**AIM OF THE EXERCISE**
Line by line, copy the material that follows without leaving anything out.

**DATA SECTION**
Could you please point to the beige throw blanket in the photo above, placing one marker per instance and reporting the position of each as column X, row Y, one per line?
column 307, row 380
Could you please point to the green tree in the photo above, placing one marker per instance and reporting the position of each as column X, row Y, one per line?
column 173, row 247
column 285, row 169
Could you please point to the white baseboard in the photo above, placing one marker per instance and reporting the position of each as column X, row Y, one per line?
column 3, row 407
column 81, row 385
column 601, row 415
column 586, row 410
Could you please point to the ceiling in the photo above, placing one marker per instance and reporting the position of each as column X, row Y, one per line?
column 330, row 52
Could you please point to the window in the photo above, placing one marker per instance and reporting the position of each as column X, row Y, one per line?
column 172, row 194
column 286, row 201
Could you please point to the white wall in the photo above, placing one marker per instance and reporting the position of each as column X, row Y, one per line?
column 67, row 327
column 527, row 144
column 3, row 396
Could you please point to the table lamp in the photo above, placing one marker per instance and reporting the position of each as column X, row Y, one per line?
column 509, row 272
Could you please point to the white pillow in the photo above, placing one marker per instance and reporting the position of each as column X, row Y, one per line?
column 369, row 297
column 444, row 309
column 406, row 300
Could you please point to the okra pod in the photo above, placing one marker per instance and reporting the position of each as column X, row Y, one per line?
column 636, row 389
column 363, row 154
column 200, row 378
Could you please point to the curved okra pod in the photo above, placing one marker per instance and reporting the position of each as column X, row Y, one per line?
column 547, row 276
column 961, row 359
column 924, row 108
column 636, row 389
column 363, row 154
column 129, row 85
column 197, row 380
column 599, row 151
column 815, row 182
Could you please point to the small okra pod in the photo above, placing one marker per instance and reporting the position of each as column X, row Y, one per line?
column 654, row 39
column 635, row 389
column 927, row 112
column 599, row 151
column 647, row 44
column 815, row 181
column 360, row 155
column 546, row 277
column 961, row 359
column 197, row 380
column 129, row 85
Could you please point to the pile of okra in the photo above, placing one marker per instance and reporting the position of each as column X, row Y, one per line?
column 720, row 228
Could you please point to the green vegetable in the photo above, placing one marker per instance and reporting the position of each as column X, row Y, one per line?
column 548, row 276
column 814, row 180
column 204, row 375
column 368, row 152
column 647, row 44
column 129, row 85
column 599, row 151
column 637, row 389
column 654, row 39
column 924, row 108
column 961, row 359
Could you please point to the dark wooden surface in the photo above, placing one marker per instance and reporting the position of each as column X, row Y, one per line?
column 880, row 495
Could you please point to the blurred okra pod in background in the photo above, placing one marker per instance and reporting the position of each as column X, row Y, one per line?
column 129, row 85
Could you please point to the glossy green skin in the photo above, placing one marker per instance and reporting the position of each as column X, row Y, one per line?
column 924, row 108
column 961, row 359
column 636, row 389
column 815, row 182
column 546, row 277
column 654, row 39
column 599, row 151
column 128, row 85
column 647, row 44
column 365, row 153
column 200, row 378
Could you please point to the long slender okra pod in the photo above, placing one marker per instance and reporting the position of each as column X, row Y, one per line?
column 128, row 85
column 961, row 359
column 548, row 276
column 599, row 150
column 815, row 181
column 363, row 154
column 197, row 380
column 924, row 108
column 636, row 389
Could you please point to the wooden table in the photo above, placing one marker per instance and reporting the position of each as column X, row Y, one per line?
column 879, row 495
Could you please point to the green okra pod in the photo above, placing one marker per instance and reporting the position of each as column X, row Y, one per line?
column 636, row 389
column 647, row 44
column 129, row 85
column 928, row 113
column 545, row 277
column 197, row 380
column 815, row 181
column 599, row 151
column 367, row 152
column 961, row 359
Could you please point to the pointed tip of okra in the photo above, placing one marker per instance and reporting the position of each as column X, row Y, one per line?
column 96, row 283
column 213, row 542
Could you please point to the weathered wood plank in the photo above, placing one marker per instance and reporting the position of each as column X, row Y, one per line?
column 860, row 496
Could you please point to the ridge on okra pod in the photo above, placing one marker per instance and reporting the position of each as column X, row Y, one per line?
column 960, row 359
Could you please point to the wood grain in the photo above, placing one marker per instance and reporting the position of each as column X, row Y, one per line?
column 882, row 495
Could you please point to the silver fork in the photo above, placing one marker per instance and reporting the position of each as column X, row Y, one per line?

**RESPONSE BELOW**
Could you please point to the beige throw blanket in the photo above, placing one marker per instance and reporting the position of each as column X, row Y, one per line?
column 307, row 380
Could you please point to the green tree in the photo above, placing one marker per instance and reporting the position of each as column X, row Y, one per line?
column 173, row 247
column 285, row 169
Could you please point to the white baseboard in the photo above, placing one marker per instance and reporting the position of each as column X, row Y, one per line?
column 3, row 407
column 81, row 385
column 601, row 415
column 586, row 410
Could you please point to the ceiling in the photo above, placing one marker per instance and reporting the position of each as column X, row Y, one per line?
column 330, row 52
Could you please point to the window in the photo above, placing one marker per instance and reporting the position of each as column X, row Y, one per line?
column 172, row 194
column 286, row 201
Could you please point to the white wall in the photo above, placing one marker per instance and reporting the position of each as column X, row Y, one per line?
column 67, row 327
column 527, row 144
column 3, row 396
Could you please point to the table lamp in the photo above, placing one marker per instance and reporting the position of each as column X, row Y, one per line?
column 509, row 272
Could you please point to the white pillow in the photo above, placing one marker per instance and reporting the position of each as column X, row Y, one per line?
column 369, row 297
column 444, row 309
column 406, row 300
Could you please point to the okra pod in the photo above, placing one marker per instance and reporting the position of each as column X, row Y, one per line?
column 636, row 389
column 363, row 154
column 200, row 378
Could you please point to the curved okra pod in the photo above, placing one marker per instance and reporting the position of each as column X, row Y, one per line?
column 547, row 276
column 961, row 359
column 924, row 108
column 636, row 389
column 363, row 154
column 129, row 85
column 197, row 380
column 599, row 151
column 815, row 182
Could you please point to the small okra pod in the photo above, placing one marker per instance and reporting the position of each as column X, row Y, one per line?
column 654, row 39
column 635, row 389
column 927, row 112
column 599, row 151
column 647, row 44
column 815, row 181
column 360, row 155
column 546, row 277
column 961, row 359
column 197, row 380
column 129, row 85
Could you please point to the pile of okra in the photo above, placing one marker per instance and reporting the position of each as column X, row Y, one per line?
column 720, row 228
Could you please point to the green vegetable in the photo above, placing one marker per instance and reporting the position of each as column X, row Y, one per line?
column 548, row 276
column 814, row 180
column 204, row 375
column 368, row 152
column 647, row 44
column 129, row 85
column 599, row 151
column 637, row 389
column 654, row 39
column 924, row 108
column 961, row 359
Could you please point to the dark wooden surface in the photo above, placing one marker per instance and reporting the position of each as column X, row Y, one per line?
column 880, row 495
Could you please point to the blurred okra pod in background in the photo above, placing one marker per instance and reporting the position of each as column X, row Y, one per line?
column 129, row 85
Could you please point to the glossy green skin in the photo above, placing one marker per instance and reporting the position of each as column X, row Y, one per line?
column 924, row 108
column 961, row 359
column 636, row 389
column 815, row 182
column 546, row 277
column 654, row 39
column 599, row 151
column 128, row 85
column 647, row 44
column 365, row 153
column 200, row 378
Could you please point to the long slender okra pod in the photo above, placing one marker per instance and reporting the position of each as column X, row Y, one per line?
column 128, row 85
column 961, row 359
column 548, row 276
column 599, row 150
column 815, row 181
column 363, row 154
column 197, row 380
column 924, row 108
column 636, row 389
Could you please point to the wooden table in the photo above, placing one marker per instance and reporting the position of each as column X, row Y, one per line?
column 879, row 495
Could you please point to the green okra pod in the photo above, placing one marker per instance and reporting the position of each as column X, row Y, one per line?
column 636, row 389
column 647, row 44
column 129, row 85
column 928, row 113
column 545, row 277
column 197, row 380
column 815, row 181
column 599, row 151
column 367, row 152
column 961, row 359
Could you please point to the pointed tip of okra in the photo above, placing one marker per instance and reporting the position of each as column X, row Y, one per line?
column 96, row 283
column 213, row 542
Could you please point to the weathered wood plank in the photo above, placing one marker per instance and reporting the position of each as column X, row Y, one per line?
column 860, row 496
Could you please point to the ridge on okra pod in the photo above, placing one marker per instance and reporting the position of each as column X, row Y, one per line?
column 960, row 359
Could you please point to the wood grain in the photo above, placing one marker per instance and reporting the position of each as column X, row Y, one per line?
column 882, row 495
Could you please point to the silver fork in the photo above, placing one marker per instance and reporting the position of each as column X, row Y, one per line?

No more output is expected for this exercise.